> _WHAT IS REQUIRED_
Rewrite the passage of the maximaphily text starting at "The object of" and ending at "judging the entries.", changing "painting" to "sculpture".

> _EXTRACTED TEXT_
■ ■ ■ ■ ■

Maximaphily is a branch of philately involving the study and creation of maximum cards. It is one of eleven classifications of philately recognised by the Fédération Internationale de Philatélie (FIP) and therefore has its own FIP Commission.

The FIP Maximaphily Commission holds a biennial conference on the subject.

==Maximum card==
In philately a maximum card (also known as a maxi-card, or maxicard) is a postcard with a postage stamp placed on the picture side of the card where the stamp and card match or are in maximum concordance (similarity). The cancellation or postmark is usually related to the image on the front of the card and the stamp.

Not every country issues maximum cards (e.g. US did very few) and some which do (e.g. Germany) have only a limited number of releases every year whereas others issue maximum cards for every stamp (e.g. Australia).

==History==
Maximaphily did not become organised until after the Second World War. Before then maximum cards were created as novelties, often by tourists. Maximaphily is closely associated with thematic or topical stamp collecting and many thematic collections are enhanced with appropriate maximum cards.

==Elements==

A maximum card (maxicard, maxi-card, MC) is made up of three elements: the postcard, the stamp and the postmark.
The object of maximaphily is to obtain a card where the stamp and picture are in close concordance, ideally with an appropriate cancellation, too.
If all three elements are concordant, then that card truly is a maximum [concordance] card (hence the name maximaphily).
Preferably, the image on the postcard should not be simply an enlargement of the image on the stamp. There are exceptions. For example: a work of art, like a painting (not a detail of it), is often shown in its entirety, both on the postcard and on the stamp of the maxicard.

==Competitions==
Maximaphily displays have become popular at competitive philatelic exhibitions and special rules have been developed by the FIP to assist in judging the entries.

■ ■ ■ ■ ■

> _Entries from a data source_
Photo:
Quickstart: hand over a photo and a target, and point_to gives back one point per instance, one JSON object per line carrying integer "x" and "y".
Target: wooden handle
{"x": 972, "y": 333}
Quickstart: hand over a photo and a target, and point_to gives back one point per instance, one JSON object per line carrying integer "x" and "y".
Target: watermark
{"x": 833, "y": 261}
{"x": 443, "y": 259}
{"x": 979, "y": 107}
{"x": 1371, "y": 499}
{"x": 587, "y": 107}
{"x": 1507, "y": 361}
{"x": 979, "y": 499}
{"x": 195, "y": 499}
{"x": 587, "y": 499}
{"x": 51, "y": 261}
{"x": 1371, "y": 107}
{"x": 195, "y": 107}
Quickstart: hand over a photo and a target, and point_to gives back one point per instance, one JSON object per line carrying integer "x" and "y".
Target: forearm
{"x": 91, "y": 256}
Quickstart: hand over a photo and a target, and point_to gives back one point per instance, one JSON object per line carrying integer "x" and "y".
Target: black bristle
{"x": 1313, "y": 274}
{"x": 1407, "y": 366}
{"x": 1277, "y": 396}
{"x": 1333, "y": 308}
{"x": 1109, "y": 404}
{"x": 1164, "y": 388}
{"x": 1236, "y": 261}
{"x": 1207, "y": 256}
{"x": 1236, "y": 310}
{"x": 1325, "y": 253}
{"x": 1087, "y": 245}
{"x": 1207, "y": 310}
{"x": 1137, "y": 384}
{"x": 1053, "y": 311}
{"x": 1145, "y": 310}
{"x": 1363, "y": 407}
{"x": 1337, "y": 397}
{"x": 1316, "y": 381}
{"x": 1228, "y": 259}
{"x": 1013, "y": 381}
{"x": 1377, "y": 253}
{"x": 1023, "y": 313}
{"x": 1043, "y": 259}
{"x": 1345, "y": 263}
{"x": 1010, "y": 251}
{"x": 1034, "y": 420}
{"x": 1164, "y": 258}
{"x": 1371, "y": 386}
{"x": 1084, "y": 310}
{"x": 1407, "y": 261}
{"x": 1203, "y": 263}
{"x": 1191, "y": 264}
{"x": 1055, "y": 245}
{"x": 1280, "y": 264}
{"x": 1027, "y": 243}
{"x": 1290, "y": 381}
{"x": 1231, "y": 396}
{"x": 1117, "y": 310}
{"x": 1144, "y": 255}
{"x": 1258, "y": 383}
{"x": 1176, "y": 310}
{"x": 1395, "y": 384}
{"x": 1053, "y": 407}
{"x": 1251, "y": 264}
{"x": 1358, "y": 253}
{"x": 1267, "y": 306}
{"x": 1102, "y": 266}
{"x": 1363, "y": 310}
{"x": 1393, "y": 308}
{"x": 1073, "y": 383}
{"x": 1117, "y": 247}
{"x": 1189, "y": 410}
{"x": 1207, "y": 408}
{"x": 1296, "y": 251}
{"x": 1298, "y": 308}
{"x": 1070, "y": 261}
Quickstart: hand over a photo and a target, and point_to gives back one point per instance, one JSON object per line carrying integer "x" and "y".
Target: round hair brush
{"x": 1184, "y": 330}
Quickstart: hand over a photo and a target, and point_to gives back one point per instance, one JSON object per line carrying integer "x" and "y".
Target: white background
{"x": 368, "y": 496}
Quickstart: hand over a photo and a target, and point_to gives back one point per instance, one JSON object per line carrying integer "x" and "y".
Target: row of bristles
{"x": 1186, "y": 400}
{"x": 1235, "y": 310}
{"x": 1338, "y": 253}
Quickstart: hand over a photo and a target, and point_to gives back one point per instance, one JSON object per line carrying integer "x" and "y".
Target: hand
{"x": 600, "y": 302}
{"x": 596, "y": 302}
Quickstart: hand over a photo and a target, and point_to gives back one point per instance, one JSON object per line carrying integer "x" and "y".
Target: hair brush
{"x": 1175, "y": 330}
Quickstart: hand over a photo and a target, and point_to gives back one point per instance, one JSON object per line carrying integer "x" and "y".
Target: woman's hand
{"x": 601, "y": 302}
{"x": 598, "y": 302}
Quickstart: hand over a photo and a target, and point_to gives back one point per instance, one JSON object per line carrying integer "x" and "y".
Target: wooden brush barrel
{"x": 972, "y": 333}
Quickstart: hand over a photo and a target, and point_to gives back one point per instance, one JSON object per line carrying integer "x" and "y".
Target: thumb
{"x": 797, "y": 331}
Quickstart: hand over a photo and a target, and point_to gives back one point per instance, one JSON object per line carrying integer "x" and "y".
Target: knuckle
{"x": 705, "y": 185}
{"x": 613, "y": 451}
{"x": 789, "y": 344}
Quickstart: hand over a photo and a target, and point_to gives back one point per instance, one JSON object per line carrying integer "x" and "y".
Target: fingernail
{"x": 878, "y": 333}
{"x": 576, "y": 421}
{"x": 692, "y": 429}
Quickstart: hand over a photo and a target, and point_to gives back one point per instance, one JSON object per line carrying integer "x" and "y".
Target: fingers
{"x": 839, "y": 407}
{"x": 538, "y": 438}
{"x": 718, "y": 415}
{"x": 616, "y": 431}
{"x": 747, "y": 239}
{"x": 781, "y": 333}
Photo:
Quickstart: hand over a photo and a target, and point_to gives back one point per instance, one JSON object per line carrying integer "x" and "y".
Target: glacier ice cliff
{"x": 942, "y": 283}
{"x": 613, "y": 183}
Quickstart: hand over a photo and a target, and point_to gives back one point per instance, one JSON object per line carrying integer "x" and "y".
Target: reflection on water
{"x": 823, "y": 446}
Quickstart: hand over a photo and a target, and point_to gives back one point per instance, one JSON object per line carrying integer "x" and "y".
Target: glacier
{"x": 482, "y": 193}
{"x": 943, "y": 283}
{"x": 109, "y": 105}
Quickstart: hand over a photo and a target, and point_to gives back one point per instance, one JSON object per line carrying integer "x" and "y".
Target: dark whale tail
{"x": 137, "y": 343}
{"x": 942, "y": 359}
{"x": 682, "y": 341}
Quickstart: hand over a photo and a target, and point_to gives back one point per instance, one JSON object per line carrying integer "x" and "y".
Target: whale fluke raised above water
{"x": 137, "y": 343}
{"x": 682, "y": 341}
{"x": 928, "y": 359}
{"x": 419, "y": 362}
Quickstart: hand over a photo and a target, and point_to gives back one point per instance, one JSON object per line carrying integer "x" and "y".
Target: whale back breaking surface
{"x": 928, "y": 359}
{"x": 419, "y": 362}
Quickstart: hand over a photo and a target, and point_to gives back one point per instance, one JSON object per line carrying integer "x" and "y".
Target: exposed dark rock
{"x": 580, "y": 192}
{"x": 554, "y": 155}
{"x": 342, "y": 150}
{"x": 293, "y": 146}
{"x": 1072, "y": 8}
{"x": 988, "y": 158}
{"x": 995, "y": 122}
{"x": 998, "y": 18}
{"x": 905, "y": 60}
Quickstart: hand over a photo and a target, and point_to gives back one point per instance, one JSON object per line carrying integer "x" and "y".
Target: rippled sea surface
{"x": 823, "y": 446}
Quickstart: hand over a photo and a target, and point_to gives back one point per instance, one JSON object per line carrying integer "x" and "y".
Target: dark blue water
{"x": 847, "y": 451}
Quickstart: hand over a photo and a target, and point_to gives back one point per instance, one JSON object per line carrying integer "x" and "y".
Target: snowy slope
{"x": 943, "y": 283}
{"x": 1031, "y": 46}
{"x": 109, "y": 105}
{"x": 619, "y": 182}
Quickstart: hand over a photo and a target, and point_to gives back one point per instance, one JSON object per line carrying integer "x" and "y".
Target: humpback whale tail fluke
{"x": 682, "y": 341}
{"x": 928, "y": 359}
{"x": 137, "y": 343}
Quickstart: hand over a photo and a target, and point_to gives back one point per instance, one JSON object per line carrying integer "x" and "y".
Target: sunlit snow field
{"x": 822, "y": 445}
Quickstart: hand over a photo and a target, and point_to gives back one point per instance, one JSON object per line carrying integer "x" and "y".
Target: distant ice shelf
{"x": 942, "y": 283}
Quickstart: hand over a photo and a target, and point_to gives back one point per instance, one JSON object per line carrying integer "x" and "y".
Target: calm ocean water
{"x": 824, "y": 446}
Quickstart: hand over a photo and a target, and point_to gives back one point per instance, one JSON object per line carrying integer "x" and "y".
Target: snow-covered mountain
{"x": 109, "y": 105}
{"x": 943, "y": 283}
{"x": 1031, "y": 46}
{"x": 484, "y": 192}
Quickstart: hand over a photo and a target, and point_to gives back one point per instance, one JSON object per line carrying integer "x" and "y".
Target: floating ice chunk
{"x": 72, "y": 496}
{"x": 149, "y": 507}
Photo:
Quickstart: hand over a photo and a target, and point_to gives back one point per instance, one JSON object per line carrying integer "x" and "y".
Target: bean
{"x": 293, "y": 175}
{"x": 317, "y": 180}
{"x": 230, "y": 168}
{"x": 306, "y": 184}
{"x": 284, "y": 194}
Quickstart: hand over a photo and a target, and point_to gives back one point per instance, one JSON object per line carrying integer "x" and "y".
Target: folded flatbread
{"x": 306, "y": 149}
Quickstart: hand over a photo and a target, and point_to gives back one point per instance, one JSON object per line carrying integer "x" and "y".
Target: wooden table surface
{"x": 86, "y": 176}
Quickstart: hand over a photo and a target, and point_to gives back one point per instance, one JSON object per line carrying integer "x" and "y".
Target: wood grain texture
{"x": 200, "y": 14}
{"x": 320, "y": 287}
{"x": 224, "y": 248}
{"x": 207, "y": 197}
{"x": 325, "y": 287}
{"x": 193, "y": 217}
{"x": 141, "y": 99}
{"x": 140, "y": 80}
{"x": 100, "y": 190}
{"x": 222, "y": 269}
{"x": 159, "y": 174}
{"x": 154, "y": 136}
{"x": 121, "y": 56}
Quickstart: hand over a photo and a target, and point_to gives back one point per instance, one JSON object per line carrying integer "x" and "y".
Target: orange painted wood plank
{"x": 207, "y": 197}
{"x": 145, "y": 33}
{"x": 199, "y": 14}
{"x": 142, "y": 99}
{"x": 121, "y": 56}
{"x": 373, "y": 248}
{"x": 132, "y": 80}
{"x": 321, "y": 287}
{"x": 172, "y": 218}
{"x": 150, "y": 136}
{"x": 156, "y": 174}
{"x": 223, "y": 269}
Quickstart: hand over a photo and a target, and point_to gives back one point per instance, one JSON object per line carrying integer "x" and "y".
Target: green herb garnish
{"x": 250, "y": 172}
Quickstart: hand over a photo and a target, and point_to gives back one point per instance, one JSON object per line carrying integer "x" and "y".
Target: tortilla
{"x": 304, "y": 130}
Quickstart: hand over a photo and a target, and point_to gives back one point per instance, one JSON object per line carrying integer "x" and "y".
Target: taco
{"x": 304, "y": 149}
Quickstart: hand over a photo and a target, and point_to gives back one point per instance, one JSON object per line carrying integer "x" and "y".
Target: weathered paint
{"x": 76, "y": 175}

■ ■ ■ ■ ■

> _TASK SOLUTION_
The object of maximaphily is to obtain a card where the stamp and picture are in close concordance, ideally with an appropriate cancellation, too.
If all three elements are concordant, then that card truly is a maximum [concordance] card (hence the name maximaphily).
Preferably, the image on the postcard should not be simply an enlargement of the image on the stamp. There are exceptions. For example: a work of art, like a sculpture (not a detail of it), is often shown in its entirety, both on the postcard and on the stamp of the maxicard.

==Competitions==
Maximaphily displays have become popular at competitive philatelic exhibitions and special rules have been developed by the FIP to assist in judging the entries.